### CONSIGNES DE L'EXERCICE
a) D'après le texte sur les îles et l'Anthropocène, quel candidat a remporté l'élection présidentielle du 30 septembre aux Maldives ?
b) Prolongez, s'il vous plaît, le texte sur les îles et l'Anthropocène à partir de sa dernière phrase.
#### EXTRAIT
Les élections présidentielles aux Maldives le 30 septembre dernier, qui se sont soldées par la victoire du candidat pro-chinois Mohamed Muizzu contre le candidat pro-indien Ibrahim Mohamed Solih, montrent que les îles sont les vigies de l’Anthropocène mais pas dans le sens réducteur qui leur est attribué habituellement. Si les États insulaires sont bien menacés par la montée des eaux causée par le changement climatique d’origine anthropique, le discours catastrophiste tenu habituellement, à commencer par les États insulaires eux-mêmes, masque des temporalités et des enjeux géopolitiques plus complexes.

La vulnérabilité de ces territoires est décuplée par des modèles de développement fondés sur le tourisme dont les fruits profitent à des oligarchies locales et internationales tout en rendant les populations locales de plus en plus dépendantes de flux de matière et d’énergie extérieurs, ce qui a rompu les métabolismes de sociétés homéostatiques et frugales, les engageant dans des trajectoires démographiques insoutenables. Comment fait-on pour vivre sur des îles qui ne peuvent même plus fournir l’eau nécessaire à leurs habitants ? La question est devenue aigüe en plusieurs endroits de la planète, Mayotte en particulier, et ce n’est sans doute qu’un début.

Dans le même temps, le retour des logiques impériales, qui caractérisent la période par des tensions croissantes sur les ressources dans un contexte de changements climatiques et environnementaux globaux, attisent la convoitise sur ces îles pour y installer des bases militaires et des ports en eaux profondes, y exploiter des zones de pêche exclusives et des ressources naturelles quand elles n’ont pas déjà été surexploitées. La pollution au chlordécone qui rend impropres l’eau et le sol des Antilles s’inscrit dans les politiques françaises de l’après 1945 et de la décolonisation mais aussi dans la temporalité plus longue de la colonisation, car dès que ces îles ont été dévolues à la production de sucre à la fin de XVIIe siècle, le sol des Antilles a cessé de nourrir sa population, dépendant des importations de nourriture payées par la monoculture commerciale.
########
#### SECTION DES DONNÉES
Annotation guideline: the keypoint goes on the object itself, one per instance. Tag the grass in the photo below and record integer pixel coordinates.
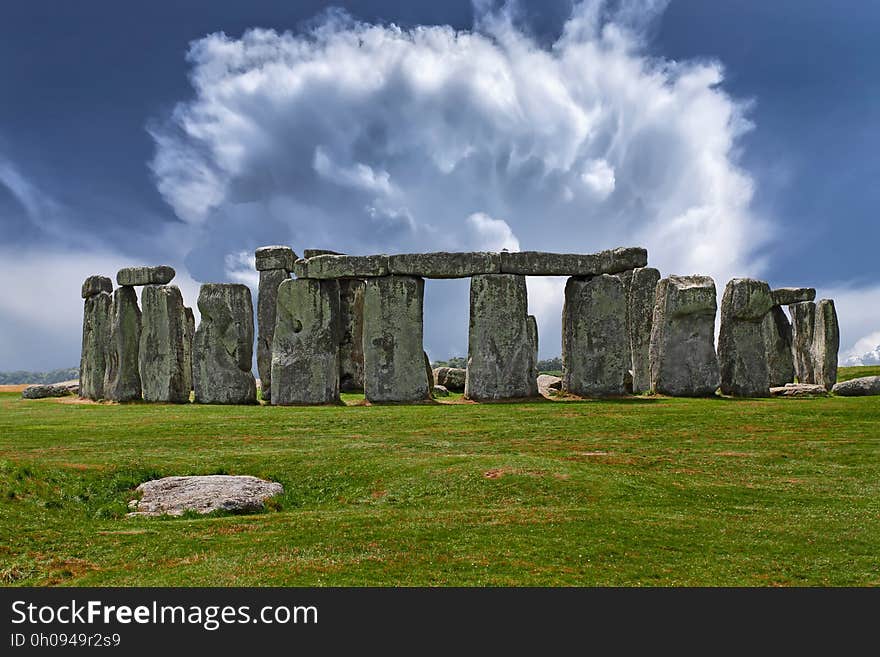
########
### RÉPONSES DE L'EXERCICE
a) Mohamed Muizzu, le candidat pro-chinois.

b)
Sans avoir besoin de commenter aucun de ces enjeux et moments historiques, Grasso les éclaire par un geste artistique, qu’il a déjà affirmé en filmant le volcan Stromboli et les ruines de Pompéi dans le film Soleil noir (2014), qui consiste à mettre à distance toute temporalité catastrophiste pour des temporalités beaucoup plus lentes et incertaines, rendues par les dispositifs de vision qu’il mobilise pour filmer. Les caméras hyperspectrales et le Lidar, utilisées pour Artificialis (2021) et Anima (2022), sont absentes ici mais le drone montre une fois de plus ses potentialités. Nul besoin d’être un artiste d’actualités pour éclairer le présent, il suffit de faire son travail d’artiste, travailler sur les dispositifs de représentation. Or précisément, ils sont au cœur de l’ensemble de l’exposition d’une manière très forte et originale.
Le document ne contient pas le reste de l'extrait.